# Requirement
Scan the material for the string "instance" and copy out every line in which it occurs.

# Input material
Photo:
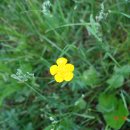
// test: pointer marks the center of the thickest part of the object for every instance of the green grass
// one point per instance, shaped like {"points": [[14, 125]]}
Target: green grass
{"points": [[31, 41]]}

# Solution below
// test: pointer marks the center of the thickest part of the object for every instance of the green grass
// one point per instance, shaped like {"points": [[14, 125]]}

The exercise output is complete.